## [Your tasks]
1) According to the article on the Maine art biennial, how many artists did the two jurors select for the fall exhibition?
2) Please summarize the article on the Maine art biennial in two sentences.

## [Page extract]
The Portland Phoenix

The next wave of Maine artists

Susan B. Webster with "Remembrance," her wall hanging of creased, cut, and folded tar paper done in response to the death of her brother that is part of this year's Center for Maine Contemporary Art Biennial.

Now that the Portland Museum of Art has decided to take a new direction with its biennial, transforming it into an international triennial, the juried Biennial at the Center for Maine Contemporary Art becomes the premier exhibition for discovering new Maine talent.

The CMCA Biennial doesn’t open until October, but earlier this year two distinguished out-of-state jurors – Miami art dealer Nina Johnson-Milewski and Providence curator Kate McNamara – scrutinized works submitted by more than 500 artists and selected 34 to be featured in the fall exhibition, which has been taking place every two years since 1978.

The 2020 CMCA Biennial essentially introduces Maine’s next wave of art and artists.

“Leftovers,” by Jenny McGee Dougherty.

“Generally, I was touched by the intimacy of the work,” Johnson-Milewski said. “I felt that many of the artists were working from a very internal place that reflects our current moment of isolation and solidarity.”

## [Extracted data]

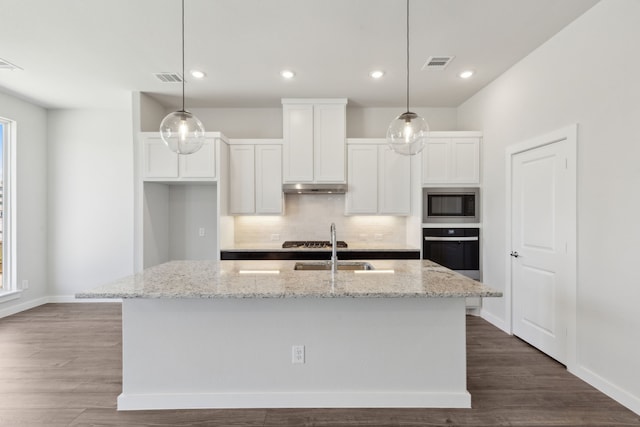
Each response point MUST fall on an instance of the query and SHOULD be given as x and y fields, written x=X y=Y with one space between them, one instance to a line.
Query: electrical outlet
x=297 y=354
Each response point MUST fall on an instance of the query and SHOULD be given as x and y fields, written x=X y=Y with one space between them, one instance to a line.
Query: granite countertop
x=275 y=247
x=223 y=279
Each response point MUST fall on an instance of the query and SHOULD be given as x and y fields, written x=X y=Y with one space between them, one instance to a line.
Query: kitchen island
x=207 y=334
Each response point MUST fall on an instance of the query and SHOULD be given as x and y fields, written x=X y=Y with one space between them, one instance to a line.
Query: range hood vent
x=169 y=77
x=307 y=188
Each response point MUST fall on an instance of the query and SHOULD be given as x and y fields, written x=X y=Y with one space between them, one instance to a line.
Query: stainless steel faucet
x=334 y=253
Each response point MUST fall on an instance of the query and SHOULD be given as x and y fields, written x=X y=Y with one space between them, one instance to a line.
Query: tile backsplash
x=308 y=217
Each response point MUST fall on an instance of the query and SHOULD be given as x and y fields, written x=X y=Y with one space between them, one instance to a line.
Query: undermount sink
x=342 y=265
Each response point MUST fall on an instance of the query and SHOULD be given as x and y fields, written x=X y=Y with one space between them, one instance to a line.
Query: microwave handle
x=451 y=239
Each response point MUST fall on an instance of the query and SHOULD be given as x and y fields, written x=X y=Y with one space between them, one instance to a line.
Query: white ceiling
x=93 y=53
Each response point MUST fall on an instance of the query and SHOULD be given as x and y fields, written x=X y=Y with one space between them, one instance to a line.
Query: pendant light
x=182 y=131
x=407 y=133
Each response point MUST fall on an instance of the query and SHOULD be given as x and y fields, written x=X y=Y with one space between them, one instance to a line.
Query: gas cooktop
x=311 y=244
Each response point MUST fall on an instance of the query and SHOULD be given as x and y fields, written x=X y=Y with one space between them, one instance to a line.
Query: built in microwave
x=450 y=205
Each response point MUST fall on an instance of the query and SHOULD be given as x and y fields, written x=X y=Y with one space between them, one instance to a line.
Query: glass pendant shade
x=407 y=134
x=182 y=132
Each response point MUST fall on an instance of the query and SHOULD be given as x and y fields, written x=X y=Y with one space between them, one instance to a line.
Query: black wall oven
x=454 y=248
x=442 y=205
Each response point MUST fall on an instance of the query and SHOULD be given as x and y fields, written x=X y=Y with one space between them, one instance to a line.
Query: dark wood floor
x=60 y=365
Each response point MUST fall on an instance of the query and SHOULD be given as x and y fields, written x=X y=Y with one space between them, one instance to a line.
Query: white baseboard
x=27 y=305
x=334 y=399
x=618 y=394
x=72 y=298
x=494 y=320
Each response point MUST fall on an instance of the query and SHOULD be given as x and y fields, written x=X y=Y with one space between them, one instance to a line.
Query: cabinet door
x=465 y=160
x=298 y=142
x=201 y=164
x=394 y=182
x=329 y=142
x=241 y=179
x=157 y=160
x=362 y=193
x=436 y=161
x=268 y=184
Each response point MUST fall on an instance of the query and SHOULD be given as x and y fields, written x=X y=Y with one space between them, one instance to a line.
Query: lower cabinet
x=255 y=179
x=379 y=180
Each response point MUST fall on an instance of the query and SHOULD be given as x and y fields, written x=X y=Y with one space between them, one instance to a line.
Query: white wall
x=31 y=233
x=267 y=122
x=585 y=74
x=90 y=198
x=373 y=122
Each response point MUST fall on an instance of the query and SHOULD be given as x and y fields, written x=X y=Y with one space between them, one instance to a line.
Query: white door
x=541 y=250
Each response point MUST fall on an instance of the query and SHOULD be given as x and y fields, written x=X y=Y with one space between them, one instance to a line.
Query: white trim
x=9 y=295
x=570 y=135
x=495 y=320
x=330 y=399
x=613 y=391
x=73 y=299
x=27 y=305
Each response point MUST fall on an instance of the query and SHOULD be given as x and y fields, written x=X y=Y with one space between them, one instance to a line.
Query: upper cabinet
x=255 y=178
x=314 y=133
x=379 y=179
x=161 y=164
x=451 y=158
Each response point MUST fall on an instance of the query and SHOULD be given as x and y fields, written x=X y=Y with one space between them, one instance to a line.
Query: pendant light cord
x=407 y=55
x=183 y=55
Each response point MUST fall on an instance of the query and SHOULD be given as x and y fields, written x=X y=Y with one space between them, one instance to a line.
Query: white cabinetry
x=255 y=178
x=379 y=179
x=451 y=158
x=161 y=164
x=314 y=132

## [Worked answers]
1) 34 artists.

2) With the Portland Museum of Art turning its biennial into an international triennial, the juried Biennial at the Center for Maine Contemporary Art, held every two years since 1978, becomes the premier exhibition for discovering new Maine talent. For the 2020 show opening in October, jurors Nina Johnson-Milewski and Kate McNamara chose 34 artists from more than 500 who submitted work, and Johnson-Milewski said she was touched by the intimacy of the work.